STATED PROBLEM — Repeat the rows below word for word, from the start of the rows through the line containing "point(601, 273)", with both ends included.

((

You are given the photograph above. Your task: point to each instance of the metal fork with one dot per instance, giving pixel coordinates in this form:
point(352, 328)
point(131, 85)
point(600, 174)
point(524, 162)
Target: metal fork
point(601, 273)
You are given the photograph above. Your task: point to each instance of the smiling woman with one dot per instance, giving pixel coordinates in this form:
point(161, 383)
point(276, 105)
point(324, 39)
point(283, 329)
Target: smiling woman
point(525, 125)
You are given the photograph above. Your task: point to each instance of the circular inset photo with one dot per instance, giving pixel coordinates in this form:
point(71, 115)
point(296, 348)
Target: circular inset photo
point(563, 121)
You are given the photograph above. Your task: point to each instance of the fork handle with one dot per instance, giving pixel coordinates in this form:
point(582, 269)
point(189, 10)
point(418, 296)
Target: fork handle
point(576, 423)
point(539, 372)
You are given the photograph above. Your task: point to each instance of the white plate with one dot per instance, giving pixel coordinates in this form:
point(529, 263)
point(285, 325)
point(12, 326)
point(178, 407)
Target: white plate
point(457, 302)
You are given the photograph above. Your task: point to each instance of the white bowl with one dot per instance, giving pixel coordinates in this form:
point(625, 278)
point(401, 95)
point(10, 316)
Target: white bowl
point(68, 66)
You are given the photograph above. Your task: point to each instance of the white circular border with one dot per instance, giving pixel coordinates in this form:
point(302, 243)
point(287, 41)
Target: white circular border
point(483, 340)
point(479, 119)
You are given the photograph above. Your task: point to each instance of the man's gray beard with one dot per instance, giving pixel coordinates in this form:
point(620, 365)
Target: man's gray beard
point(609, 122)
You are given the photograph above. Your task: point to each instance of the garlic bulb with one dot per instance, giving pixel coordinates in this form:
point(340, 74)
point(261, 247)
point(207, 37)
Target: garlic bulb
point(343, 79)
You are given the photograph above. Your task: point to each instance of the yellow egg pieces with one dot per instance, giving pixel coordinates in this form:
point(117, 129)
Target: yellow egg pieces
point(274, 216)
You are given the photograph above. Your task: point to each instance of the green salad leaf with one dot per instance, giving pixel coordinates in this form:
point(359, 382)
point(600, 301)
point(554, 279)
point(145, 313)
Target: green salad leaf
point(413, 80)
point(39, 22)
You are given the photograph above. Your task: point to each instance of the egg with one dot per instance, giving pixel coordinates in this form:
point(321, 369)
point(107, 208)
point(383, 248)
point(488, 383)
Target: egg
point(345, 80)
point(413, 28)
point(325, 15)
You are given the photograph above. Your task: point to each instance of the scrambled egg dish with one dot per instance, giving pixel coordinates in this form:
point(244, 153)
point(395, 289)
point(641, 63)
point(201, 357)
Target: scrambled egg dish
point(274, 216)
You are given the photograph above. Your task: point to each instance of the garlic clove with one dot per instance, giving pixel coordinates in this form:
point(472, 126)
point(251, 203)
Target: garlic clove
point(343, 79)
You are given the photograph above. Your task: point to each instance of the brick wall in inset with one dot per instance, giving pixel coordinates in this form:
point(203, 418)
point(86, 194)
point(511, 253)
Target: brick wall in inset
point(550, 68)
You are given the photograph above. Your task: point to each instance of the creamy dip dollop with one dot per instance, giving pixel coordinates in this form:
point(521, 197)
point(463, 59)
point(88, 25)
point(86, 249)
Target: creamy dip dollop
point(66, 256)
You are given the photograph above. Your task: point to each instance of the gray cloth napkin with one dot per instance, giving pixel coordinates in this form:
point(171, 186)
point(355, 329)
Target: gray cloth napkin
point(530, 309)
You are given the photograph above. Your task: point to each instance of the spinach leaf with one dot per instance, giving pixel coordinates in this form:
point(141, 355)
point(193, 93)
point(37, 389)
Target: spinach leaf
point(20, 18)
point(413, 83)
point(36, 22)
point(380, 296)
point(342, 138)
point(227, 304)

))

RESULT OF THIS EXERCISE —
You are given the photograph above. Your task: point to each instance of the metal fork with one dot per instance, giving pixel coordinates in this form:
point(352, 328)
point(131, 85)
point(600, 174)
point(524, 162)
Target: metal fork
point(601, 273)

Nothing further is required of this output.